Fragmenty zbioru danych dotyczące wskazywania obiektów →
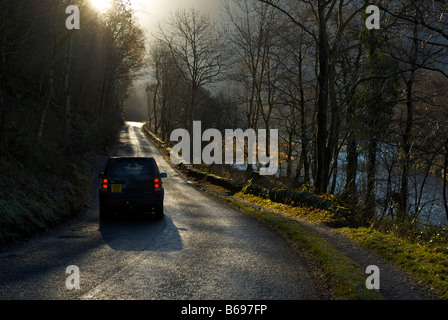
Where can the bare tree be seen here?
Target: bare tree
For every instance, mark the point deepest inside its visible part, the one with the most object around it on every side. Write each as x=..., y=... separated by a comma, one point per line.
x=197, y=50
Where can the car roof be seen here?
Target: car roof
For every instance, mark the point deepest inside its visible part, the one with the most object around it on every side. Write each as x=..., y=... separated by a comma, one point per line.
x=131, y=158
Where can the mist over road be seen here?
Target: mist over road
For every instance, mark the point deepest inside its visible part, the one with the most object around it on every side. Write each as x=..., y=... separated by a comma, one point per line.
x=202, y=249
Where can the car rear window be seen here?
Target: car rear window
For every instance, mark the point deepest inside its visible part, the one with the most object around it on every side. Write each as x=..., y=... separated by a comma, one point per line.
x=134, y=169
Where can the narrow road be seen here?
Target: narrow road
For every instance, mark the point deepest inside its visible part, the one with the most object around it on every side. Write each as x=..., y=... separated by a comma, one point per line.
x=202, y=249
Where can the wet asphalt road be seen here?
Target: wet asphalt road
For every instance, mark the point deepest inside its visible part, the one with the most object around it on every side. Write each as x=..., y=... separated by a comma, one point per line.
x=202, y=249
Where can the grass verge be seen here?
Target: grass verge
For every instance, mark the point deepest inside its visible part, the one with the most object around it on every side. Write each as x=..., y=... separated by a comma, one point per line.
x=345, y=277
x=429, y=263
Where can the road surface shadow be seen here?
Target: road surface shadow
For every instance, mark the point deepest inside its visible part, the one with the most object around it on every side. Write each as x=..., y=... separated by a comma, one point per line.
x=141, y=233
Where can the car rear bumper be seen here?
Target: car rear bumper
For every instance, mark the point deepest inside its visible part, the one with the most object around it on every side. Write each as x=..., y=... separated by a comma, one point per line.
x=133, y=205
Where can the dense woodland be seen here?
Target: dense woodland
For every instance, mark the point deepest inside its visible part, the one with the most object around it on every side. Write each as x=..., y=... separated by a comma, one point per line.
x=375, y=98
x=61, y=98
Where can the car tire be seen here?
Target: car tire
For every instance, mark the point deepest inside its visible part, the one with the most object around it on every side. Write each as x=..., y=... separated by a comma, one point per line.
x=158, y=210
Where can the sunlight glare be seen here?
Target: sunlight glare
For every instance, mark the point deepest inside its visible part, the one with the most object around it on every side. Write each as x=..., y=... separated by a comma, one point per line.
x=101, y=5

Zadanie do wykonania →
Zapisz wszystkie powyższe rekordy jako listę JSON ciągów znaków, po jednym ciągu na każdy wiersz, pomijając puste wiersze. Obrazów nie uwzględniaj w odpowiedzi.

Wynik →
[
  "Where can the bare tree be seen here?",
  "Target: bare tree",
  "For every instance, mark the point deepest inside its visible part, the one with the most object around it on every side. Write each as x=..., y=... separated by a comma, one point per line.",
  "x=197, y=50",
  "Where can the car roof be seen here?",
  "Target: car roof",
  "For every instance, mark the point deepest inside its visible part, the one with the most object around it on every side. Write each as x=..., y=... separated by a comma, one point per line.",
  "x=131, y=158",
  "Where can the mist over road be seen here?",
  "Target: mist over road",
  "For every instance, mark the point deepest inside its visible part, the one with the most object around it on every side. Write each as x=..., y=... separated by a comma, one point per line.",
  "x=202, y=249",
  "Where can the car rear window be seen here?",
  "Target: car rear window",
  "For every instance, mark the point deepest inside its visible part, the one with the most object around it on every side. Write each as x=..., y=... separated by a comma, one point per line.",
  "x=134, y=169",
  "Where can the narrow road be seen here?",
  "Target: narrow road",
  "For every instance, mark the point deepest inside its visible part, the one with the most object around it on every side. Write each as x=..., y=... separated by a comma, one point per line.",
  "x=202, y=249",
  "Where can the wet asphalt road be seen here?",
  "Target: wet asphalt road",
  "For every instance, mark the point deepest inside its visible part, the one with the most object around it on every side. Write each as x=..., y=... separated by a comma, one point per line.",
  "x=202, y=249",
  "Where can the grass verge be seen here?",
  "Target: grass verge",
  "For every instance, mark the point deepest inside its visible part, the one with the most object around it on every side. Write each as x=..., y=... separated by a comma, one point per line.",
  "x=345, y=277",
  "x=429, y=263",
  "Where can the road surface shadow be seen here?",
  "Target: road surface shadow",
  "For every instance, mark the point deepest inside its visible part, the one with the most object around it on every side. Write each as x=..., y=... separated by a comma, one point per line.",
  "x=141, y=233",
  "Where can the car rear bumper be seen here?",
  "Target: car rear bumper",
  "For every instance, mark the point deepest inside its visible part, the one with the most object around it on every side. Write each as x=..., y=... separated by a comma, one point per line.",
  "x=133, y=205",
  "Where can the dense woodland be seen here?",
  "Target: dense woodland",
  "For every instance, mark the point deepest inside its visible part, the one with the most object around it on every side. Write each as x=..., y=... separated by a comma, one point per line.",
  "x=375, y=98",
  "x=61, y=98",
  "Where can the car tire be seen here?",
  "Target: car tire",
  "For every instance, mark the point deepest inside its visible part, the one with the most object around it on every side. Write each as x=..., y=... separated by a comma, one point per line.",
  "x=158, y=210",
  "Where can the sunlight glare be seen here?",
  "Target: sunlight glare",
  "For every instance, mark the point deepest inside its visible part, the one with the most object around it on every side. Write each as x=..., y=... separated by a comma, one point per line.",
  "x=101, y=5"
]